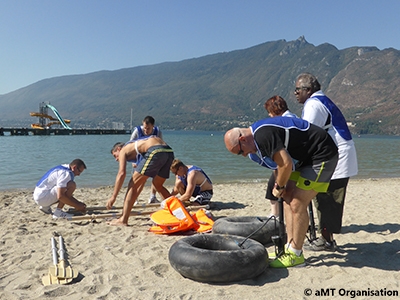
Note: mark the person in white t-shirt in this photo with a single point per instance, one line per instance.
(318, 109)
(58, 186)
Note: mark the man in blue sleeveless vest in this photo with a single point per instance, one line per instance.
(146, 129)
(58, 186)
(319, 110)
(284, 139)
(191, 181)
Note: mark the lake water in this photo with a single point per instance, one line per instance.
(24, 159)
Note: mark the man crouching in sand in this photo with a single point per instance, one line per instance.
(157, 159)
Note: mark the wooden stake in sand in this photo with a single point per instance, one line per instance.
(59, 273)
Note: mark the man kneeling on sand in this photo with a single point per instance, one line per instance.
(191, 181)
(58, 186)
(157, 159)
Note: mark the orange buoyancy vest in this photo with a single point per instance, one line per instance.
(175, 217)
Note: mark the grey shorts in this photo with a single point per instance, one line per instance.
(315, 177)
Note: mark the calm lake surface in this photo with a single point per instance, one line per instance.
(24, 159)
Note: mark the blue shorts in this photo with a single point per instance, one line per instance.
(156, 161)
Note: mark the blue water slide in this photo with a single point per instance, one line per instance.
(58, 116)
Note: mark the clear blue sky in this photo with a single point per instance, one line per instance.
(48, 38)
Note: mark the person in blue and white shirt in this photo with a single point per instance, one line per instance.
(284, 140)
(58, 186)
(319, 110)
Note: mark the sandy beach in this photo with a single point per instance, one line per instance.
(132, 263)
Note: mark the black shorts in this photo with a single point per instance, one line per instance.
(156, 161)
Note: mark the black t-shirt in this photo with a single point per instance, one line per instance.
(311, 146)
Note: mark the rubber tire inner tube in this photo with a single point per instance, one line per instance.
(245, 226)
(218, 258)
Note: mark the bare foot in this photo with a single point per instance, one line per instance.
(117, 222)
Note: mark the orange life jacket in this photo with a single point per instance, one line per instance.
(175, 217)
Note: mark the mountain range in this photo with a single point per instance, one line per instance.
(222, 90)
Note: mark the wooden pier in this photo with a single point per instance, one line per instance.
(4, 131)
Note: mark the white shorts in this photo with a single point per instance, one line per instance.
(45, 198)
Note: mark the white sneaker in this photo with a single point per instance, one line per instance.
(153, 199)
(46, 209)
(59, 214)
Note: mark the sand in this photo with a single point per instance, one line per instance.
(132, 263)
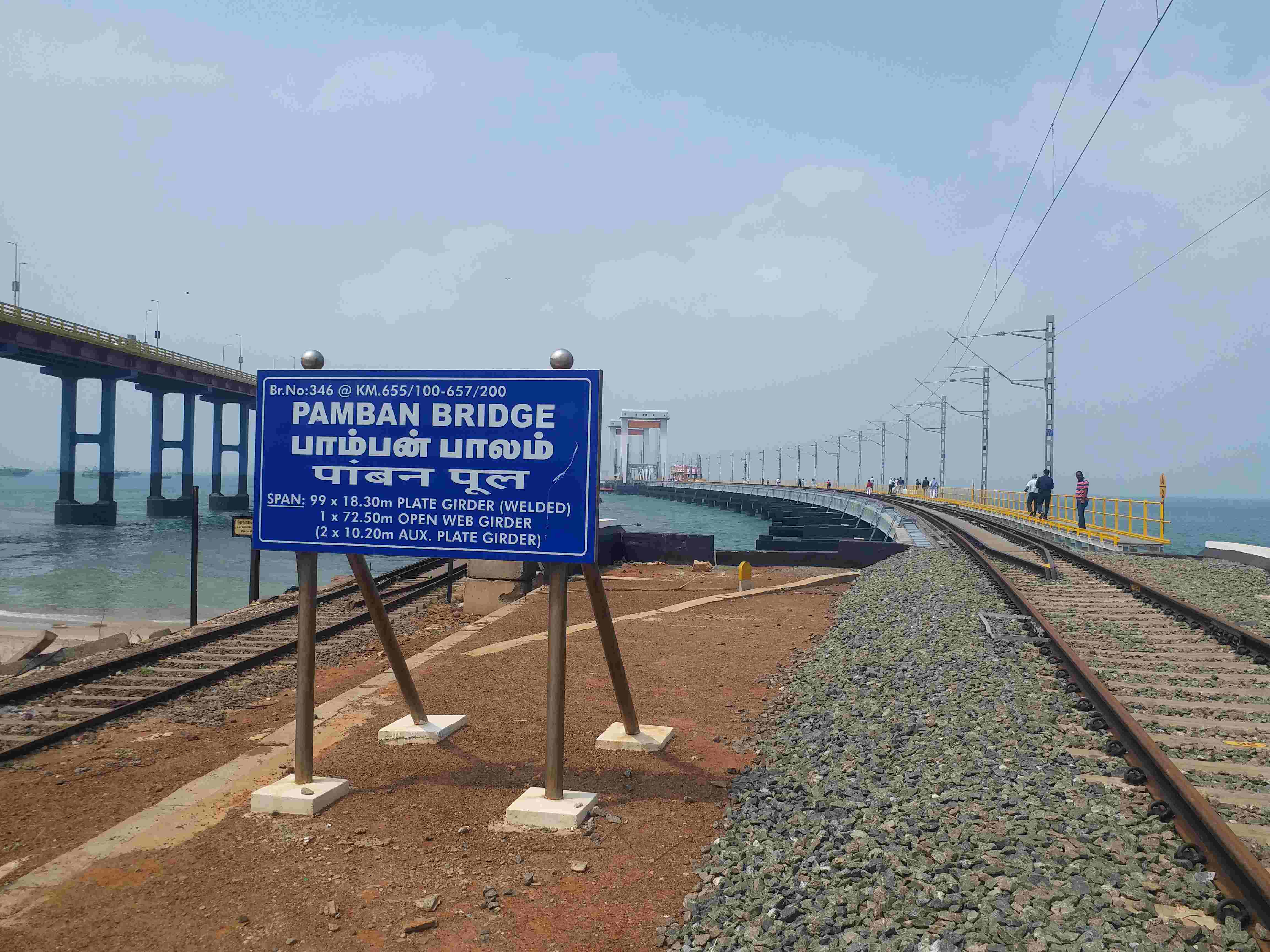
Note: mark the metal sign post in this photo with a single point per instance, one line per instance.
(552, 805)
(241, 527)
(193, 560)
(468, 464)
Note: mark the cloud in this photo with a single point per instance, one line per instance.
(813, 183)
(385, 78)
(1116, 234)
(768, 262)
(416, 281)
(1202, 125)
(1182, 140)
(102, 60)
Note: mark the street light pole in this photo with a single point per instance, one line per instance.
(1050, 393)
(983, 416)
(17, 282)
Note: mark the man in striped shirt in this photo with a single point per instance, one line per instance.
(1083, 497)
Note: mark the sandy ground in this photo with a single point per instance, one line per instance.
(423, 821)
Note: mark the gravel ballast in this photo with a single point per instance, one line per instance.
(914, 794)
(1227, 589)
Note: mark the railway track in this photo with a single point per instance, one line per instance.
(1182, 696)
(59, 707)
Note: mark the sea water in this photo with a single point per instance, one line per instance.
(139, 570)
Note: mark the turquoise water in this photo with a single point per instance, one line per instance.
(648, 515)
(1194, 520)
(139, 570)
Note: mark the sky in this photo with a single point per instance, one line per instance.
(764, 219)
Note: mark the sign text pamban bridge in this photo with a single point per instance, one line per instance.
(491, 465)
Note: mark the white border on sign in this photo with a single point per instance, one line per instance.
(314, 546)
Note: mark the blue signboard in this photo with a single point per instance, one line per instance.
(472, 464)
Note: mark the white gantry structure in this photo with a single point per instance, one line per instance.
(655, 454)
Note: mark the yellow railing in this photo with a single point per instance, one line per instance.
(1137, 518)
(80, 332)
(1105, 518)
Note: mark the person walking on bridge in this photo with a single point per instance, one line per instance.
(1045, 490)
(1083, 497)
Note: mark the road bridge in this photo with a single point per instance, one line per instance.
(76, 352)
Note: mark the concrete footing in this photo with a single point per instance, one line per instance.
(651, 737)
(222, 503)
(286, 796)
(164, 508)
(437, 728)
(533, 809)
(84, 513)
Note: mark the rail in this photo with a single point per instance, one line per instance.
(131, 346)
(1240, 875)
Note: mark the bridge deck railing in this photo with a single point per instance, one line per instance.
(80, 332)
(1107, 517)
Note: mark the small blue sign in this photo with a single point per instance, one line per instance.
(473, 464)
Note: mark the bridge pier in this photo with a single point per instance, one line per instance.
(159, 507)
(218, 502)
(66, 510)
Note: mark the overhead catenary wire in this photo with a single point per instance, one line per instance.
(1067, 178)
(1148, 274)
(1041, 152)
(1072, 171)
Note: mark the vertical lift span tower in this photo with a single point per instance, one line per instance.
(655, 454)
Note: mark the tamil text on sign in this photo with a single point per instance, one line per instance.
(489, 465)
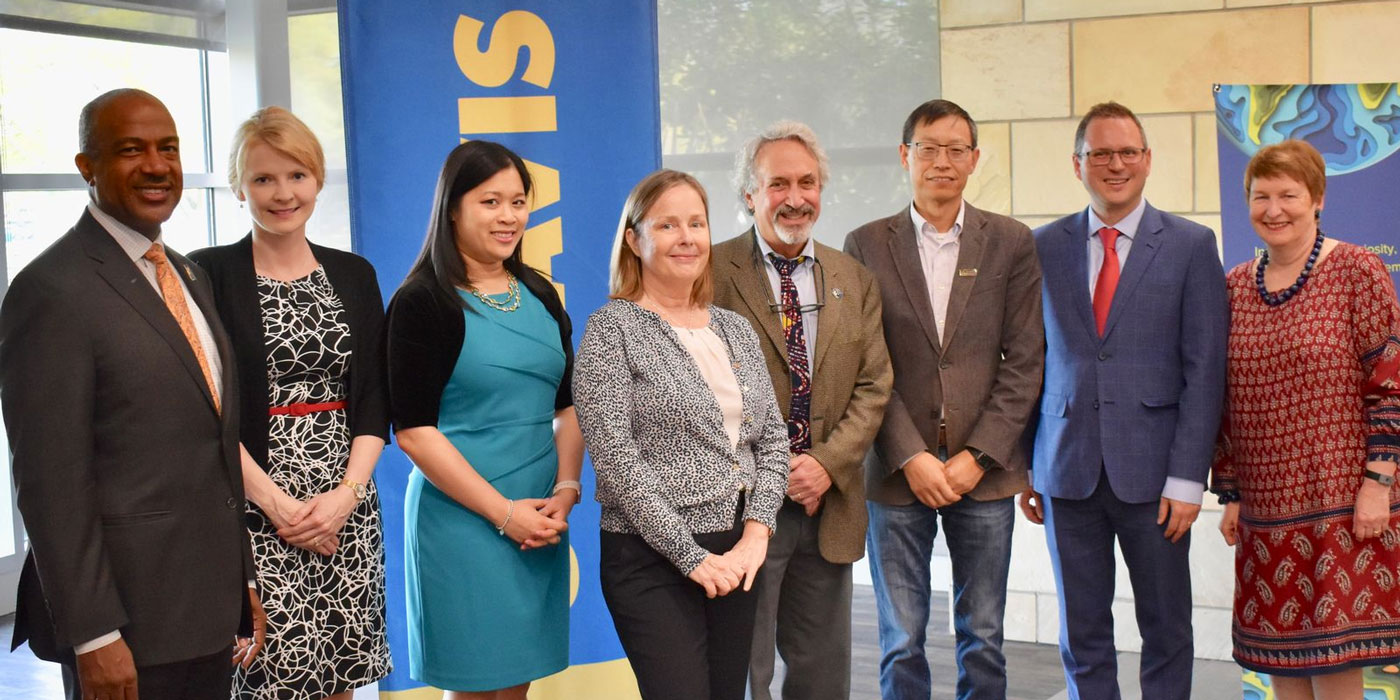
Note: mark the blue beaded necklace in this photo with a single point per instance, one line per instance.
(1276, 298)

..........

Reproduce the data above verbatim, starting at the line that contains "Note: mark the white border" and ending at the line that contains "(1240, 875)". Include both of those lines.

Note: mark the white border on sign in this photo with a single point per instance, one line per instance.
(314, 546)
Note: mark the blue signboard in this photo with a single point per instance, one line per instance.
(472, 464)
Note: mark the white gantry structure in this photo with a single point per instance, one line per instance.
(655, 454)
Note: mark the yellow railing in this photo with a single point per instance, one line per instance.
(1137, 518)
(80, 332)
(1105, 518)
Note: mark the person walking on bridge in this photo with a single point per instance, one line per instance.
(1045, 490)
(1083, 497)
Note: mark the road bridge in this photo with a single point per instance, one line per instance.
(76, 352)
Note: mark the concrete footing in this photo with a single point per instance, one line per instance.
(651, 737)
(222, 503)
(286, 796)
(164, 508)
(437, 728)
(533, 809)
(84, 513)
Note: mark the rail in this photo with a single point per instance, one line per instance.
(131, 346)
(1240, 875)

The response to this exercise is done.